Begin
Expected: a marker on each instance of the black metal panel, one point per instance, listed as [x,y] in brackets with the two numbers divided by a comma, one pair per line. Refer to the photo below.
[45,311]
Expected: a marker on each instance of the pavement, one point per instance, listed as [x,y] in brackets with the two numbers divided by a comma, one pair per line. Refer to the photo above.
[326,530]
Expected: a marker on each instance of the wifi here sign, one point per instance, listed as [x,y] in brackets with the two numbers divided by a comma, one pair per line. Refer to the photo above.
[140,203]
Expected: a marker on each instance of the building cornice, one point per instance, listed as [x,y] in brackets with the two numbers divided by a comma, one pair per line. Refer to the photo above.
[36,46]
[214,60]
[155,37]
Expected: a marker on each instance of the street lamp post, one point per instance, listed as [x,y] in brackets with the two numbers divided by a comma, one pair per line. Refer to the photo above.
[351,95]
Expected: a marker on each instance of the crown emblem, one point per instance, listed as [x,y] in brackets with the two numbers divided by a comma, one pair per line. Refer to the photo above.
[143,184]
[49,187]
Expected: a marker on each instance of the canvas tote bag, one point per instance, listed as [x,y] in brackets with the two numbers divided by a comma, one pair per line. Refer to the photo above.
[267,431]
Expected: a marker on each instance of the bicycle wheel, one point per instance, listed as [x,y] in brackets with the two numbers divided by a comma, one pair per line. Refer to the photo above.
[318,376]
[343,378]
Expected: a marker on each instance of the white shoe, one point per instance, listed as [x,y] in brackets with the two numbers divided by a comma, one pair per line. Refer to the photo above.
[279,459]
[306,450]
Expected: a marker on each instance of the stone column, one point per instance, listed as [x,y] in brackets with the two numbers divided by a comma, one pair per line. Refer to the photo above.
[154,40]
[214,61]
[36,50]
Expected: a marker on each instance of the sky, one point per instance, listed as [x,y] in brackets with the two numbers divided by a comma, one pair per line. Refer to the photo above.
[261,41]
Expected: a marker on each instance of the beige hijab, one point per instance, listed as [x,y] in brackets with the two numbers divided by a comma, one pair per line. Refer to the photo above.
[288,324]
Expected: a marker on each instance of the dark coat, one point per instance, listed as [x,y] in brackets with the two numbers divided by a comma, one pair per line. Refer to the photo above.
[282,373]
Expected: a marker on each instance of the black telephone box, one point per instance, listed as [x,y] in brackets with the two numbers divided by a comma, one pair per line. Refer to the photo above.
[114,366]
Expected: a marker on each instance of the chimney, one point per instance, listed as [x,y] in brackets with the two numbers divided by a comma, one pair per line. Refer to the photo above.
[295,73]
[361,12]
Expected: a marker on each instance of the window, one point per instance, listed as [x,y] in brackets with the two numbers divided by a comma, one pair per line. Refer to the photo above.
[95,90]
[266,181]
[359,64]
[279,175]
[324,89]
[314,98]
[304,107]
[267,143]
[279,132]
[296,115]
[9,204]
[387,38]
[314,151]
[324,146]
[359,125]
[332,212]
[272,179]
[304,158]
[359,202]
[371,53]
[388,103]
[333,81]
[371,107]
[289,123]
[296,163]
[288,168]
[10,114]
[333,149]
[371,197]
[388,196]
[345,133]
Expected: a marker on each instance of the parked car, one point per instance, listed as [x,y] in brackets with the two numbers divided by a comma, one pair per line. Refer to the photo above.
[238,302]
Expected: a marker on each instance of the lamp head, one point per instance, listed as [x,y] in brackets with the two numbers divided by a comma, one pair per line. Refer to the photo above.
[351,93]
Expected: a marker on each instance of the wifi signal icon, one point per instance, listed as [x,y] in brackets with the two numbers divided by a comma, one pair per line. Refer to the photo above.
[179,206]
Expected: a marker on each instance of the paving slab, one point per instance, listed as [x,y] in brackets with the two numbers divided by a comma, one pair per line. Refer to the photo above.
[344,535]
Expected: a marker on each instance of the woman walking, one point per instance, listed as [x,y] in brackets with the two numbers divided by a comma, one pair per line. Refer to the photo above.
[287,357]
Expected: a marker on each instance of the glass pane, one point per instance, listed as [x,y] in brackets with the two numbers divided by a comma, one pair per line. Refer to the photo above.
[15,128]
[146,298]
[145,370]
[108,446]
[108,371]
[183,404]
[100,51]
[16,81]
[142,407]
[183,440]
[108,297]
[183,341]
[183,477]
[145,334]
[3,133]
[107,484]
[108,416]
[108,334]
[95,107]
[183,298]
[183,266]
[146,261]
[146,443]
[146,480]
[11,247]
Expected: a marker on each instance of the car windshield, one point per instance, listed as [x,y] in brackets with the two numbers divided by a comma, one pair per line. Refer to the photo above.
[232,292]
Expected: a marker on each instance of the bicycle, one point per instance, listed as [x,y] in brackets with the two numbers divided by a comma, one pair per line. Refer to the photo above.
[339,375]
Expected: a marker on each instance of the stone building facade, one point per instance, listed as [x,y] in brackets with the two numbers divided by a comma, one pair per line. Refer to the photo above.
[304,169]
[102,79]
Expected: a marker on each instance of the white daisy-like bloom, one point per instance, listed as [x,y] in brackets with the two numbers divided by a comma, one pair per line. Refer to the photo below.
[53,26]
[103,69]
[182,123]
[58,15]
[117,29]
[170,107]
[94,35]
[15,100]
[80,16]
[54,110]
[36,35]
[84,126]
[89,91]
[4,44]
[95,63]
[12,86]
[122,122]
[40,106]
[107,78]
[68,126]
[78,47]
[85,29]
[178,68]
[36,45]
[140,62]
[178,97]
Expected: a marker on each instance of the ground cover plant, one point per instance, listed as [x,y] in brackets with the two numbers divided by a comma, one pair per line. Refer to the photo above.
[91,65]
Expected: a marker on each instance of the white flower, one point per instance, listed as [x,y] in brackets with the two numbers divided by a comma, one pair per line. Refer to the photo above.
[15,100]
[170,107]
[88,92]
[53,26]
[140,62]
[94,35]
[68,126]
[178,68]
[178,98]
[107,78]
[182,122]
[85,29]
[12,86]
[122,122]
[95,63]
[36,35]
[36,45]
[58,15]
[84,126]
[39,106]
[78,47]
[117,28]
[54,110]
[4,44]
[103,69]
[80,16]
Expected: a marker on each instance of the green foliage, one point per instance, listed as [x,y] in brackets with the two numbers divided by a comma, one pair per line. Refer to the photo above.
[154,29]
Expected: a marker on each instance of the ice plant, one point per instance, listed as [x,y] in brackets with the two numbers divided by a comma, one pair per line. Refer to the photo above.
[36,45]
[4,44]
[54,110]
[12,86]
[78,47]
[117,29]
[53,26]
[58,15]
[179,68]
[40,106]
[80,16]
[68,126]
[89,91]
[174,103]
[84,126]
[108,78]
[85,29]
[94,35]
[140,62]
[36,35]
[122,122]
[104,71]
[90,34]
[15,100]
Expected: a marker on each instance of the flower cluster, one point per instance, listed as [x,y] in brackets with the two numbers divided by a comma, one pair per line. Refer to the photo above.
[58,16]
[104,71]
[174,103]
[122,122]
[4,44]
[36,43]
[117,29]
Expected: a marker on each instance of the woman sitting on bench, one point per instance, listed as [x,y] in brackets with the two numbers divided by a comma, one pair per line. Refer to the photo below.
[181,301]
End
Instruction: Reproduce the material exactly, with every line intact.

In response:
Expected: a marker on each instance of the black metal panel, one point per instance, listed as [x,y] in brackets with the two numbers divided by a comma, one pair per line. Refer to the photo below.
[45,311]
Expected: a marker on each instance of the pavement, one point per instance, listed as [x,y] in brackets with the two numbers divided by a comma, one pair per line. Refer to the photo above.
[326,530]
Expected: a marker on each instance of the wifi here sign, one point per instance, listed as [x,y] in brackets with the two numbers divided by a comma, one pair per line. Refer to the photo above.
[140,203]
Expected: a marker on each instance of the building cornice, one point per instance, listed as [x,y] in brackets with the two numbers divided by a comma, one pair per line. Refer to the photo above.
[36,46]
[214,60]
[155,37]
Expected: a marker on each instance of the street lamp post, one point per instance, listed as [x,y] in brackets with the two numbers divided by a comma, one pair per line. Refer to the photo above.
[351,95]
Expected: a marker on each instance of the crown emblem, one point per instance, listed as [x,y] in brackets with the two numbers divided by a comma, one pair per line. Refer to the photo above.
[143,184]
[49,187]
Expected: a marker on each instance of the canvas tote bag, one point per instance, listed as [x,y] in brackets with the two numbers divided by a comma, one pair per line. Refer to the photo above.
[267,431]
Expected: a marker on each instance of the bicycle wheel, one point per instance, listed as [x,y] in brackets with the two numbers divided by a comma, one pair per line. Refer to the photo above.
[318,376]
[343,378]
Expected: a marker on each instance of the white shoe, one point per instance, listed as [x,y] in brackets with the two numbers divided by a comma, one pair per line. Refer to the photo above.
[279,459]
[306,450]
Expected: a marker on each instance of the stone column, one point per instance, listed as [x,y] in brackets with the two numbers divided by a comma, one pair per line. Refer to the photo above.
[154,40]
[214,61]
[36,50]
Expected: a marker on each instance of the sky, one point per instance, listed as [x,y] in brackets with the two numbers divided by a comma, one pair per line. Refer to the photo above.
[261,41]
Expected: a marker on each instance of the beige hijab, one point per instance, listed as [x,y] in brackets with the two numbers divided by a comma, one pair per line. Refer to the photo above.
[288,324]
Expected: a marker on each instance of the dark coat, one point per instance, listed as [x,y] in brackets with the two numbers divided by a comma, one pair per line. Refer to the photo above.
[282,373]
Expected: a marker on each instance of the black telephone box, one point per instance, listed as [x,y] in brackets with the two numbers divided by a comma, one pair per line. Refer to the photo above.
[114,366]
Expected: a marker on each instance of the chimney, one point per instance, listed as [x,y] in brackets with the two numbers divided by a comma, one pair per line. Refer to the photo above.
[295,73]
[361,12]
Expected: a marker on each instance of the window, one point per instance, listed as [x,y] in brackets with the two numbers divided by a comma, one pair per line. Refer to the photo above.
[95,90]
[266,181]
[359,64]
[279,175]
[324,89]
[314,98]
[304,107]
[267,143]
[279,132]
[296,115]
[9,204]
[387,38]
[314,151]
[324,146]
[359,125]
[332,212]
[272,179]
[304,158]
[359,202]
[371,53]
[388,103]
[333,81]
[371,107]
[289,123]
[296,163]
[288,168]
[10,114]
[333,149]
[371,197]
[388,196]
[345,133]
Expected: a marker on each instance of the parked car, one point per instance, listed as [x,y] in brackets with the two numbers divided by a comma, one pair per line. Refer to the photo above.
[238,302]
Expected: a marker on each instance of the lamp head, one point per instance, listed as [x,y] in brackets with the two numbers divided by a comma, one pair per line. Refer to the photo above.
[351,93]
Expected: a marker on each instance of the wifi signal icon, one point per instance, listed as [x,y] in brackets with the two numbers divided by a comma, one pair per line. Refer to the photo above.
[179,206]
Expected: a marker on each instance of the paving slab, one point per instance, listed as [x,y] in brackets with the two numbers divided by a comma, one pair per line. Refer to the photo above.
[344,535]
Expected: a marker on each instance of the woman walking, one point per instance, listed as [x,y] in brackets with the two numbers divided by a comma, one pair per line. Refer to the photo above.
[287,357]
Expected: a marker on each instance of the glass pane, one point per instance, listed as [x,y] in brackets with the two numbers divided by a comma, one pair per line. Refer to the photo above.
[15,128]
[146,298]
[145,370]
[108,446]
[108,371]
[183,404]
[100,51]
[16,81]
[142,407]
[183,440]
[108,297]
[183,341]
[183,477]
[145,334]
[3,133]
[107,484]
[108,416]
[108,334]
[95,107]
[183,298]
[183,266]
[146,261]
[146,443]
[146,480]
[11,247]
Expected: a marker on each instance of the car windshield, one point per instance, listed as [x,y] in brackets with the two numbers divided by a comma, one pair per line. Refer to the photo above.
[232,292]
Expected: a marker on each instance of the bicycle, one point per instance, listed as [x,y] in brackets with the two numbers divided by a comma, one pair per line. Refer to the photo above.
[339,375]
Expected: a marker on each instance of the stone building facade, one point per instance, listed as [x,y] in brackets with the two numbers divided by a comma, one pair per line. Refer to the photo above.
[304,169]
[102,79]
Expected: a marker on each instance of the white daisy-like bloom, one point per instance, listed as [x,y] in brackets with the two numbers divided by a comma, one pair per line. Refer to the photo below.
[53,26]
[103,69]
[182,123]
[58,15]
[117,29]
[170,107]
[94,35]
[15,100]
[80,16]
[54,110]
[36,35]
[84,126]
[89,91]
[4,44]
[95,63]
[12,86]
[122,122]
[40,106]
[107,78]
[68,126]
[78,47]
[85,29]
[178,68]
[36,45]
[140,62]
[178,97]
Expected: a marker on each instance of the ground cover plant, one point per instance, listed as [x,y] in brackets with the two numbers divided by a comma, one pair per line. Refer to the photo above.
[91,65]
Expected: a marker on each instance of the white flower, one point per instance, listed as [x,y] in brackets with the two numbers divided by a comma, one pair per line. Refer to the photo above.
[15,100]
[170,107]
[88,92]
[53,26]
[140,62]
[94,35]
[68,126]
[178,68]
[178,98]
[107,78]
[182,122]
[85,29]
[12,86]
[122,122]
[95,63]
[36,35]
[36,45]
[58,15]
[84,126]
[39,106]
[78,47]
[117,28]
[54,110]
[4,44]
[103,69]
[80,16]
Expected: a marker on each instance of the green foliage, one point per instance, listed as [x,y] in brackets with the two numbers divided by a comma, one pair per line. Refer to the photo above.
[154,29]
Expected: a marker on each instance of the ice plant, one point per instance, listed as [x,y] in brackets with the two numbers divided by a comma, one pair per line. Refer to the photo above.
[36,45]
[4,44]
[54,110]
[12,86]
[78,47]
[117,29]
[53,26]
[58,15]
[179,68]
[40,106]
[80,16]
[68,126]
[89,91]
[174,103]
[84,126]
[108,78]
[85,29]
[94,35]
[140,62]
[36,35]
[122,122]
[104,71]
[90,34]
[15,100]
Expected: a marker on each instance of the flower cluster, one point per instance, listed as [x,y] in brackets with the two numbers divided by a comma, one pair per line. Refer to the photo above.
[58,16]
[104,71]
[174,103]
[122,122]
[4,44]
[36,43]
[117,29]
Expected: a marker on each instance of the woman sitting on bench, one point per instance, listed as [x,y] in brackets with the two numbers divided by a comma, one pair per line. Refer to the photo below.
[181,301]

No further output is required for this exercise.